» **作業内容**
[1] 前田利家と秀吉についての抜粋から、「前田利家と豊臣秀吉の間には、」から「によって前田家を支えました。」までの部分をそのまま書き写して返してください。
[2] 前田利家と秀吉についての抜粋に名前が出てくる人物を、すべて挙げてください。
[3] 前田利家と秀吉についての抜粋を、2文で要約してください。

» **抜粋**

前田利家と豊臣秀吉の間には、若い頃から付き合いがありました。関係を変え敵味方になりながらも、やがて五大老として秀吉の嫡子・秀頼の後見になるまでのふたりの関係性を紹介します。

信長の下にいた頃から親しい付き合い

利家と豊臣秀吉は、若いときから一緒に織田信長に仕えていました。利家は幼名が犬千代だったので「お犬」、秀吉は「猿」と呼ばれて信長にかわいがられていたそうです。

利家は22歳ごろに、10歳下の「まつ」と結婚しています。まつは利家と仲の良い夫婦で、持ち前の利発さによって前田家を支えました。

この頃の利家は清洲(きよす)城下に住み、近所に住む秀吉とは年齢が近いこともあって家族ぐるみで付き合うほど仲が良かったといわれます。子どものいない秀吉夫婦は、後に利家の四女・豪姫を養子にしています。

柴田勝家と豊臣秀吉の間で悩む利家

1582(天正10)年に本能寺の変で織田信長が亡くなった後、柴田勝家と豊臣秀吉は織田家の後継を巡って争いました。

利家は親しい2人の板挟みで悩みながらも、1582(天正10)年6月27日の清洲会議では勝家側の与力として参加し、会議の後も秀吉側と和議の交渉をしています。

» **データ行**
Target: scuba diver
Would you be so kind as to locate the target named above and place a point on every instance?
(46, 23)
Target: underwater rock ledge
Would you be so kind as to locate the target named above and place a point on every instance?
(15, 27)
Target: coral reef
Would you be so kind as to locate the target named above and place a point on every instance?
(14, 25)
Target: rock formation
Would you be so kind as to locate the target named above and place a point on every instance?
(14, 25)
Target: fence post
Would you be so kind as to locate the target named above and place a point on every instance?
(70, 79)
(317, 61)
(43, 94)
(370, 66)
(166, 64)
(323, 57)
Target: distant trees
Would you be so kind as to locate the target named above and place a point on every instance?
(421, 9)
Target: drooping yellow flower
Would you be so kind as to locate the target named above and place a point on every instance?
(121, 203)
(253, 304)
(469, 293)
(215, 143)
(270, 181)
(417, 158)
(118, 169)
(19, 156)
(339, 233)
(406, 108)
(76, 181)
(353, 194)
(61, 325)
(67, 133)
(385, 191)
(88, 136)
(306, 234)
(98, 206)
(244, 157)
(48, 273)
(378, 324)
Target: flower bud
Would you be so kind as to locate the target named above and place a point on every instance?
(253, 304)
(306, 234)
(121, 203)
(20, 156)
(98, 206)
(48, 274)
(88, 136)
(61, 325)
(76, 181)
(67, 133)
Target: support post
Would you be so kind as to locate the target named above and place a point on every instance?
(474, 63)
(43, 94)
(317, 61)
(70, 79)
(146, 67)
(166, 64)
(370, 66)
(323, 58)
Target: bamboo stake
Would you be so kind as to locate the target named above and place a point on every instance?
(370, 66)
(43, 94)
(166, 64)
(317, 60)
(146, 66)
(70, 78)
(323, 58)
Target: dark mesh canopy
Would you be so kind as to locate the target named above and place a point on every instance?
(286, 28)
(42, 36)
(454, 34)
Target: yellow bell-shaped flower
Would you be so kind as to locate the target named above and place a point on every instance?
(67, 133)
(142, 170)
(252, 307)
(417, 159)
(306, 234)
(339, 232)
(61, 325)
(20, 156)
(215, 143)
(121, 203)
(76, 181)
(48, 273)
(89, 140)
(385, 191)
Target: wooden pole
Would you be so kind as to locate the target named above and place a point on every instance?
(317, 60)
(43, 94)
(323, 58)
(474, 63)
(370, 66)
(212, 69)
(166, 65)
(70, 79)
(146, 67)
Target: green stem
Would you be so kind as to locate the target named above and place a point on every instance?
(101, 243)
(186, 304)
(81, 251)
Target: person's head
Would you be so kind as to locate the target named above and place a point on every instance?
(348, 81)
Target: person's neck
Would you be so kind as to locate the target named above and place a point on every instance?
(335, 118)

» **作業の解答**
[1]
前田利家と豊臣秀吉の間には、若い頃から付き合いがありました。関係を変え敵味方になりながらも、やがて五大老として秀吉の嫡子・秀頼の後見になるまでのふたりの関係性を紹介します。

信長の下にいた頃から親しい付き合い

利家と豊臣秀吉は、若いときから一緒に織田信長に仕えていました。利家は幼名が犬千代だったので「お犬」、秀吉は「猿」と呼ばれて信長にかわいがられていたそうです。

利家は22歳ごろに、10歳下の「まつ」と結婚しています。まつは利家と仲の良い夫婦で、持ち前の利発さによって前田家を支えました。

[2] 前田利家、豊臣秀吉、秀頼、織田信長、まつ、豪姫、柴田勝家

[3] 前田利家と豊臣秀吉は若い頃からともに織田信長に仕え、清洲城下で家族ぐるみの付き合いをするほど親しく、子どものいない秀吉夫婦は後に利家の四女・豪姫を養子にしました。1582年の本能寺の変の後、柴田勝家と秀吉が織田家の後継を巡って争うと、利家は2人の板挟みに悩みながらも清洲会議に勝家側の与力として参加し、会議の後も秀吉側と和議の交渉をしました。